Arrange the lines of the listing, from the line with "the eye shown" up to and including the line with "122), (52, 146)]", as a JSON list of strings with one string per line, leaving out blank lines.

(Point labeling examples)
..............................
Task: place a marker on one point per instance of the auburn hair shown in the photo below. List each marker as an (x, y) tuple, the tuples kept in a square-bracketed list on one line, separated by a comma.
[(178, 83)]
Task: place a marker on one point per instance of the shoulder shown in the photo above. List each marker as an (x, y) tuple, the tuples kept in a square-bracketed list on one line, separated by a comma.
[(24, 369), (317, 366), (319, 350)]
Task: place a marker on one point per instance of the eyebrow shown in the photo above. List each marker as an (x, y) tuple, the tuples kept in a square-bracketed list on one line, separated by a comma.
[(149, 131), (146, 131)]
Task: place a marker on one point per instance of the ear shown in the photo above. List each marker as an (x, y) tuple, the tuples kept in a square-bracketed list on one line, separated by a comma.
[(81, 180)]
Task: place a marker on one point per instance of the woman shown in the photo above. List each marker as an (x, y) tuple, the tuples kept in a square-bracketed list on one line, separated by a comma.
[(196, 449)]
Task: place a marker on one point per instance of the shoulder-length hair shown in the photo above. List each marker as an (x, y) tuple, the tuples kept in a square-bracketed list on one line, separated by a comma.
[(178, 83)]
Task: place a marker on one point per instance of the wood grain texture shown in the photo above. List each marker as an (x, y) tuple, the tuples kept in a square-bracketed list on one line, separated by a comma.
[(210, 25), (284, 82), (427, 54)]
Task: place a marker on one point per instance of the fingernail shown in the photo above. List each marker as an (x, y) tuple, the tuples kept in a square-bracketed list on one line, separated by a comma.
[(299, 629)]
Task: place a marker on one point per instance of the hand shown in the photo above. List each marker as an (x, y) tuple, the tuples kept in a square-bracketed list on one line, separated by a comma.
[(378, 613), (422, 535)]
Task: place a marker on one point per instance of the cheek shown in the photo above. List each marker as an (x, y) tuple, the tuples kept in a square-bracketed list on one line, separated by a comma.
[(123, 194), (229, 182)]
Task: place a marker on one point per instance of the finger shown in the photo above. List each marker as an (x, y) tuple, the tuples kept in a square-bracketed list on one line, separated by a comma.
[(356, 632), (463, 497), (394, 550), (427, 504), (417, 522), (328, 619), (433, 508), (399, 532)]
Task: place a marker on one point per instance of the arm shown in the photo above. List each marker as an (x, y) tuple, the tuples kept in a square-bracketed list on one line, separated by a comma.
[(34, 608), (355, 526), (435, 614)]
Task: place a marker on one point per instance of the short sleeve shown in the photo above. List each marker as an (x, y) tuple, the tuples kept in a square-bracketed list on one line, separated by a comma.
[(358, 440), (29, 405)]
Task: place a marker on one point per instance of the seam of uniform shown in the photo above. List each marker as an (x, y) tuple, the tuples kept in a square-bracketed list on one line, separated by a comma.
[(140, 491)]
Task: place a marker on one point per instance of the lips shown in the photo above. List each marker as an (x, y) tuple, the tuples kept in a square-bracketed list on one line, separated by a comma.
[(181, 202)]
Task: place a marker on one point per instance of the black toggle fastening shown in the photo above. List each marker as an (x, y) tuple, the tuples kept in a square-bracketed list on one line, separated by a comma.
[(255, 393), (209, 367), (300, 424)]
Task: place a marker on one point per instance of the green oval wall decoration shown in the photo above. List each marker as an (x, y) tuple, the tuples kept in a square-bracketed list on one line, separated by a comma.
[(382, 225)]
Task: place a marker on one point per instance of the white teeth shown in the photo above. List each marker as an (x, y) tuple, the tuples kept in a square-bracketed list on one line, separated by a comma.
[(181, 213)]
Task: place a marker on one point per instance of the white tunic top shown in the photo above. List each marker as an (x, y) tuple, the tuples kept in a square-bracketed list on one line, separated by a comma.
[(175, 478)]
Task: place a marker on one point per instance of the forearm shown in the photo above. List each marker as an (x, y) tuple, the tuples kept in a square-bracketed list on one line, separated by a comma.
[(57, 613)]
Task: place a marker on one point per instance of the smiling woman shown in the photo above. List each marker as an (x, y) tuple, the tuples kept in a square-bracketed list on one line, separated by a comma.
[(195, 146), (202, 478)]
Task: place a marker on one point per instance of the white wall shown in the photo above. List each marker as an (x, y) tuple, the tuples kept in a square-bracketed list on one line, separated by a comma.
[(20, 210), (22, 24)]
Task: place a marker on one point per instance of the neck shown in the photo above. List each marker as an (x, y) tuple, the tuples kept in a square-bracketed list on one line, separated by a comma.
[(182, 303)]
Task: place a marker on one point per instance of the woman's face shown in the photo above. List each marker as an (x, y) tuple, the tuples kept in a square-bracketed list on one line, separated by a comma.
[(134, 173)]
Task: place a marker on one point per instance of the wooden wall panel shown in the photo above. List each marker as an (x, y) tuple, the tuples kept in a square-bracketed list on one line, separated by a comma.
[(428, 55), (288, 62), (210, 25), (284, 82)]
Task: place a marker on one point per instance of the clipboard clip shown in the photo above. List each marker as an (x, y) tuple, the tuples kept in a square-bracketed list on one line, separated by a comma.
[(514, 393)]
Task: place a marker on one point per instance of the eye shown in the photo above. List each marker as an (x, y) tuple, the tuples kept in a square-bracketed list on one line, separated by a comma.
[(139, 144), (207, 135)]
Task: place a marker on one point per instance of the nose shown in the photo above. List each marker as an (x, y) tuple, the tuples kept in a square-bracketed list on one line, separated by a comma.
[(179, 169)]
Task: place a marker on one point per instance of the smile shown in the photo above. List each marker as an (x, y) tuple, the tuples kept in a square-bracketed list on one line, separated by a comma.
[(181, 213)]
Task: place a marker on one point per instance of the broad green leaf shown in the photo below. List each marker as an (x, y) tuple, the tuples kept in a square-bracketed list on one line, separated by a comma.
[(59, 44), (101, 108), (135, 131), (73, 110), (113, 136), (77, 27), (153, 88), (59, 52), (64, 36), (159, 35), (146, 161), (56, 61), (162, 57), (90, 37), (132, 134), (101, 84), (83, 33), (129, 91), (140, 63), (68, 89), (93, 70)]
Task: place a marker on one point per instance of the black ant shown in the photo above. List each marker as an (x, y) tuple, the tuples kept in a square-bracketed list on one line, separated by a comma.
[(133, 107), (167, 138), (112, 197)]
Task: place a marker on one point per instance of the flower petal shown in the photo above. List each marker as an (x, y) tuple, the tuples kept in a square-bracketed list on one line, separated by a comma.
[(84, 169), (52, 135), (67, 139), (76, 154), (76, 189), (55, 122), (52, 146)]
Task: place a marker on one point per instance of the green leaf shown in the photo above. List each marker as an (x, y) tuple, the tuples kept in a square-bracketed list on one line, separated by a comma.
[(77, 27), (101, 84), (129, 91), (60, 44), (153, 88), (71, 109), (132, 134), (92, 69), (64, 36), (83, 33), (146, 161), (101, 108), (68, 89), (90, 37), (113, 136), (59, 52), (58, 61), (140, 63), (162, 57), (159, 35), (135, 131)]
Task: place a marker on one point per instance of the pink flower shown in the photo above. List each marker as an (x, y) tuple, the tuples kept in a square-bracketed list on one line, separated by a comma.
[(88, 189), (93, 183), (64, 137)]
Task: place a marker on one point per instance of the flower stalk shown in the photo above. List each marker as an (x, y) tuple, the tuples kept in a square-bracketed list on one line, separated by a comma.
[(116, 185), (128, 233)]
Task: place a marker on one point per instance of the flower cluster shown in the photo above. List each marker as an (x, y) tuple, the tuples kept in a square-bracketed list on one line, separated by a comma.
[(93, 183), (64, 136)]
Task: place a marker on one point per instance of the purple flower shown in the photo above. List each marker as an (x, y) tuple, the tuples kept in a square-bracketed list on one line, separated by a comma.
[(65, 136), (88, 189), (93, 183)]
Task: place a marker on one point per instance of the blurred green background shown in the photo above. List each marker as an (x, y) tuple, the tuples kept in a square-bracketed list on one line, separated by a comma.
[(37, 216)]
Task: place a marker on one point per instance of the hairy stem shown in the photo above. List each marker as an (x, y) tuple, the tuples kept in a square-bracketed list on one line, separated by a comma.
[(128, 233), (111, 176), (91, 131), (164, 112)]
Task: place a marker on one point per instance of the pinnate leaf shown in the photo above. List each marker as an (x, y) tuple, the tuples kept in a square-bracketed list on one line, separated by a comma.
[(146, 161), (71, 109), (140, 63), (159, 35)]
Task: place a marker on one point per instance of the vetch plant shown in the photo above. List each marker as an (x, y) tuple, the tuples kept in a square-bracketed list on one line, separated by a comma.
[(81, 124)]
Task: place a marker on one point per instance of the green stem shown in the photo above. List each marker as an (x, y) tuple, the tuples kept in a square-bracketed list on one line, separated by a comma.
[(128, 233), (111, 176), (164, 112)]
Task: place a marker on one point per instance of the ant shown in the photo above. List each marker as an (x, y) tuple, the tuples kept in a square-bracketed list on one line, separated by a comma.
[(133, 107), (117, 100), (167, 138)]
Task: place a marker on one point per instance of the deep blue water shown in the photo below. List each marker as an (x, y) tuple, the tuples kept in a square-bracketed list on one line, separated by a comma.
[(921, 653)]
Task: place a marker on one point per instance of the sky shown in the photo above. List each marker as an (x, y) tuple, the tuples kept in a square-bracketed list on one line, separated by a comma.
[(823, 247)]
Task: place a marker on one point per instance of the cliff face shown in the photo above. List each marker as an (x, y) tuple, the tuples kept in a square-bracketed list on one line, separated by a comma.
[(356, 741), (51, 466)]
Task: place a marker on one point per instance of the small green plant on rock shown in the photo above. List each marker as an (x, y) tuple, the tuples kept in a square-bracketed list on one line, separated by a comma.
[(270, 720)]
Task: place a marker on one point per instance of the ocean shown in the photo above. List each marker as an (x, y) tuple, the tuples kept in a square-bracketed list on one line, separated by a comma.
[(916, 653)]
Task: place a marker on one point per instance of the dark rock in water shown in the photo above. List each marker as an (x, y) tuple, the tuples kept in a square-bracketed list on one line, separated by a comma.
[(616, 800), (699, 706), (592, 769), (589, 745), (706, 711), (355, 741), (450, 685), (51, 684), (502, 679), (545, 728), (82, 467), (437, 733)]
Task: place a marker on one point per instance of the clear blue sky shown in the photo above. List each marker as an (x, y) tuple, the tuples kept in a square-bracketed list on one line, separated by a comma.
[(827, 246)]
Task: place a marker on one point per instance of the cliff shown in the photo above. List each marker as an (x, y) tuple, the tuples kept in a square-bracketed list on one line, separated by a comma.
..............................
> _REPLY TO THE TASK_:
[
  "Task: place a marker on one point per instance of the eye shown in the photo above. List each marker as an (x, y) tuple, the tuples kept in a square-bracketed list on one line, separated by a comma.",
  "[(139, 144), (207, 135)]",
  "Task: place a marker on one point per instance of the nose shown in the photo above. List each marker as an (x, y) tuple, the tuples kept in a square-bracketed list on one line, separated by a comma.",
  "[(179, 169)]",
  "Task: place a marker on one point per instance of the smile shown in the photo above. List each marker as an (x, y) tuple, the tuples kept in a square-bracketed list on one line, separated by a comma.",
  "[(181, 213)]",
  "Task: place a marker on one point per instance of the broad green leaf shown in the photo below. List each marker as an (x, y) tuple, the tuples kept in a square-bracketed list on one line, separated by a comma.",
  "[(59, 44), (101, 108), (135, 131), (73, 110), (113, 136), (77, 27), (153, 88), (59, 52), (64, 36), (159, 35), (146, 161), (56, 61), (162, 57), (90, 37), (132, 134), (101, 84), (83, 33), (129, 91), (140, 63), (68, 89), (93, 70)]",
  "Task: place a marker on one point per instance of the black ant shown in the photo above. List each marker as an (x, y) tuple, the tuples kept in a square-bracketed list on one line, separated by a comma.",
  "[(133, 107), (167, 138), (112, 197)]",
  "Task: place a marker on one point per instance of the flower petal shown in the photo above. List each marker as an (x, y) tuple, the tuples kept in a square-bracketed list on one line, separated by a comma.",
  "[(84, 169), (52, 135), (67, 139), (76, 154), (76, 189), (55, 122), (52, 146)]"
]